## BRANO PROPOSTO
┌──
Gli ex presidente dell’Istat Alleva e Zuliani pensano però che il dato più importante per controllare e gestire l’epidemia non lo conosciamo e non lo conosceremmo comunque. Si tratta del tasso di contagio sulla popolazione, rilevato con cadenza settimanale o bisettimanale. “Sembra incredibile, ma a otto mesi dai primi casi non si conosce e quindi non si può tenere sotto controllo”.
Testare 60 milioni di italiani in un dato momento è impossibile. Ma grazie alla statistica sapere quanti italiani sono stati contagiati in un dato momento non è impossibile. Alleva e Zuliani hanno proposto, mesi fa, un sistema di monitoraggio su vari livelli: un campione generale di almeno 10mila italiani per conoscere con cadenza settimanale tasso di contagio ed evoluzione dell’epidemia quanto a sintomi, tipo di assistenza, eventuale ricovero, guarigione o morte, patologie pregresse, tutto diviso per età e genere; un altro campione di alunni e professori per verificare il contagio nel sistema scolastico; un database in tempo reale su terapie intensive e sub-intensive con tassi di saturazione, letalità, guarigioni, degenza media; un’analisi scorporata sulla tipologia di sintomi.
└──
## COSA SI CHIEDE
Porta avanti il brano sul monitoraggio statistico dell'epidemia, ripartendo subito dopo la sua ultima frase.

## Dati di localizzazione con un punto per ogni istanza
┌──
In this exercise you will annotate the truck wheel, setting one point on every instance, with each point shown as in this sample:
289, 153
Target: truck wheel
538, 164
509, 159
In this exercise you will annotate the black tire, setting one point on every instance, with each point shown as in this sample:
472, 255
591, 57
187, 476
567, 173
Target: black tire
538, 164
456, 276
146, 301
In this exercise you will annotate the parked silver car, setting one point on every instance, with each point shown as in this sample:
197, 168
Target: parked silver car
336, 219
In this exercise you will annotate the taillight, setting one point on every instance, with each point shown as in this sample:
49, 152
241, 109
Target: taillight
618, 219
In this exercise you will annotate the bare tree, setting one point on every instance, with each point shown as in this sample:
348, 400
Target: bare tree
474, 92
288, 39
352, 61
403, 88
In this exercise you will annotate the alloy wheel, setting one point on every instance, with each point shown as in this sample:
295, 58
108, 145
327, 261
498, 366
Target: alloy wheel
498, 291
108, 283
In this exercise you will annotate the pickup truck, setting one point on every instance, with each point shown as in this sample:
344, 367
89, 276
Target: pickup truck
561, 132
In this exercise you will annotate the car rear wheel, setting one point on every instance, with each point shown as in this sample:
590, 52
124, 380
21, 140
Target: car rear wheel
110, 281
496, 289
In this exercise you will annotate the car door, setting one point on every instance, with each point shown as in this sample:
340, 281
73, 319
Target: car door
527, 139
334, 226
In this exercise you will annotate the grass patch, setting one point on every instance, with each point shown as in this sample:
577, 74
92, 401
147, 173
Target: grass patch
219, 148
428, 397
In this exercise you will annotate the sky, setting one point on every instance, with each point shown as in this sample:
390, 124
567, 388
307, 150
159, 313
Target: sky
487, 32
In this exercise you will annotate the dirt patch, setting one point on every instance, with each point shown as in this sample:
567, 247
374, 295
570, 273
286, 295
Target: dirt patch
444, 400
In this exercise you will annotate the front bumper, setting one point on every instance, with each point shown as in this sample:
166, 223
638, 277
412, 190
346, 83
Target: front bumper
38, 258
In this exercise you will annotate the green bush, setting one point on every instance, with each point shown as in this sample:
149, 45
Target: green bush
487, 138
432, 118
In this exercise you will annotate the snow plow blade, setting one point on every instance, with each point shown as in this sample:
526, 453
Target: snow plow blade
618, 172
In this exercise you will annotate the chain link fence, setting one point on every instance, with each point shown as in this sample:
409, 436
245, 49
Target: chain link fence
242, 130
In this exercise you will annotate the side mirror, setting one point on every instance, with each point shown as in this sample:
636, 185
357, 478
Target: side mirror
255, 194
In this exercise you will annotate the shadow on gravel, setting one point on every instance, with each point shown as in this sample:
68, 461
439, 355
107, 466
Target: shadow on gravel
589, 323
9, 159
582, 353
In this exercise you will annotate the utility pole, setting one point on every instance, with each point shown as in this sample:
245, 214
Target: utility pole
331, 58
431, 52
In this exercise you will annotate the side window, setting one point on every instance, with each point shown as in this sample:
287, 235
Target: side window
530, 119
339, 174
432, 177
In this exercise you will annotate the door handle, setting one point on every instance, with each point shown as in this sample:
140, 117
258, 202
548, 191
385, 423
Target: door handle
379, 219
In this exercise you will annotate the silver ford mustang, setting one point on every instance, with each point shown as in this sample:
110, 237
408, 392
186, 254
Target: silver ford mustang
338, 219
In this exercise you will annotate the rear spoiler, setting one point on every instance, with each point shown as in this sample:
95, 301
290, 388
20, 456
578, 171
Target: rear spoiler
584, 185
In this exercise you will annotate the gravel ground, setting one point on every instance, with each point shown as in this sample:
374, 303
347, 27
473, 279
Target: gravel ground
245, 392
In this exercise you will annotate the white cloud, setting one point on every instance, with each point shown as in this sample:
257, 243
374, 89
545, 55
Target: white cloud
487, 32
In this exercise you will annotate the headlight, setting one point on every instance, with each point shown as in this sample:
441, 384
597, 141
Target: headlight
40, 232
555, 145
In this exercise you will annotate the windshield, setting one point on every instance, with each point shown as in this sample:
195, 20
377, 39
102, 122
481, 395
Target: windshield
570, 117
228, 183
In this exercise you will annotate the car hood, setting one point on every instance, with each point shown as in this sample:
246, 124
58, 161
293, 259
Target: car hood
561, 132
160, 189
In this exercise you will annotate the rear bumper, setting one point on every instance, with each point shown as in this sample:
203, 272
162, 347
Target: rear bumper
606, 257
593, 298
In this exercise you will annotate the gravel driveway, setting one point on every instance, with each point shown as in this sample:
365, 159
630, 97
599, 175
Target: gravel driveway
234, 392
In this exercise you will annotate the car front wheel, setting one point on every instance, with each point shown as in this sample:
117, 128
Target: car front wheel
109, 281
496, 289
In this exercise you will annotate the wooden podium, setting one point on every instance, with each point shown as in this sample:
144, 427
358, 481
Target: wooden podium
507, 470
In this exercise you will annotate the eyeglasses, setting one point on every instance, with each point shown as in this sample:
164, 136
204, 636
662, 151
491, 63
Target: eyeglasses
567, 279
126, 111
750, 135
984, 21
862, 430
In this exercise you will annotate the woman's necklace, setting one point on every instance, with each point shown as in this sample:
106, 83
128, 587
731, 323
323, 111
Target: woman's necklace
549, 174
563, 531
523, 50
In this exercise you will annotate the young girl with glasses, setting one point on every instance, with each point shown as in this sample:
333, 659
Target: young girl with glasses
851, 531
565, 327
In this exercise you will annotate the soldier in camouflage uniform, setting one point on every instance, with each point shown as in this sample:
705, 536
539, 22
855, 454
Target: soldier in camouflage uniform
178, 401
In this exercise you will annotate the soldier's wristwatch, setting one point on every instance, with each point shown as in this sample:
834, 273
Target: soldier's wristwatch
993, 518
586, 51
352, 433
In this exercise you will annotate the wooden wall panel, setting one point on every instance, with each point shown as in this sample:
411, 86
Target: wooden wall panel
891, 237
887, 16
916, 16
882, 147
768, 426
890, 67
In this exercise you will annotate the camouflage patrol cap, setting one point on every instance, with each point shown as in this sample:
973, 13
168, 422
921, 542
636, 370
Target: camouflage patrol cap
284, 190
└──
## RISPOSTA
Qualcosa si era cominciato a fare dopo il lockdown, con la rilevazione svolta da ministero e Istat fra giugno e agosto. Ma l’indagine si è basata solo su 64.660 rilevazioni, anziché sulle 150.000 programmate. Meno della metà delle persone selezionate nel campione, con conseguente aumento del margine di errore. Un altro elemento distorsivo è stato l’elevato rifiuto a partecipare all’indagine, che “sporca” il campione.
“Ci sono state carenze organizzative”, spiegano i due ex presidenti dell’Istat. Primo errore: non coinvolgere i medici di base, perché “un conto è essere contattati dal proprio medico, altro telefonicamente da un ignoto incaricato della Croce Rossa”. Secondo: non imporre l’obbligo di risposta almeno al questionario e non sollecitare fortemente l’adesione al test, considerata la rilevanza dell’indagine per la salute della popolazione. Terzo: non prevedere le possibili resistenze, anche legittime. Un esempio per tutti: se positivi al test sierologico, si doveva fare anche il tampone e nell’attesa dell’esito astenersi dal lavoro. Sarebbe stato opportuno prevedere che i giorni di mancata attività fossero considerati assenza per malattia nel caso di lavoro dipendente. Quarto: non lanciare una massiccia campagna di comunicazione pubblica (spot, dichiarazioni istituzionali, testimonial) in modo da introiettare nell’opinione pubblica l’importanza del contributo individuale al contrasto dell’epidemia.
Concludono Alleva a Zuliani: “Il coordinamento istituzionale è parso svogliato. L’indagine è sembrata più “sopportata” che voluta, sottovalutandone l’importanza”.
Nonostante ciò, i risultati sono stati interessanti. Le persone che hanno sviluppato gli anticorpi prima di giugno-luglio sono state stimate in 1.482.000, il 2,5% della popolazione residente in famiglia. Sei volte più del totale dei casi intercettati ufficialmente con i tamponi.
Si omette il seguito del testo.